#### Information given ####
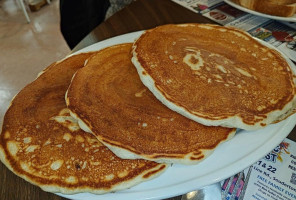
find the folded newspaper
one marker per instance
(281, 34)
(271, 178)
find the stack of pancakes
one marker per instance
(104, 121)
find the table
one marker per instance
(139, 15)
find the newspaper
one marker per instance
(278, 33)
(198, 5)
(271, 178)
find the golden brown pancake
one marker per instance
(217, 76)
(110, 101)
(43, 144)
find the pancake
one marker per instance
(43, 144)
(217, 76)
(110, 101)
####
#### Information given ####
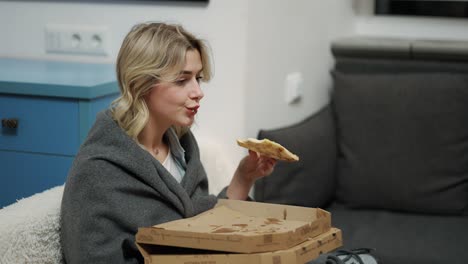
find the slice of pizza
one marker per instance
####
#### Information given ####
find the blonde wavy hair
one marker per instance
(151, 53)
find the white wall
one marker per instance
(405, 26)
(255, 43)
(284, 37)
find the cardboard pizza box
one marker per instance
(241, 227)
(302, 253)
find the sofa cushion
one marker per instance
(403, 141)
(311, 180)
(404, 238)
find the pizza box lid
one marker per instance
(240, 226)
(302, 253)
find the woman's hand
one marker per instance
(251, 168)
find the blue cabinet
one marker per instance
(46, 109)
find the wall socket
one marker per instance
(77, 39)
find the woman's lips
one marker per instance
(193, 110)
####
• [What to do]:
Report every line of the entries that carries the word "wall".

• [Solution for this exercise]:
find the white wall
find the wall socket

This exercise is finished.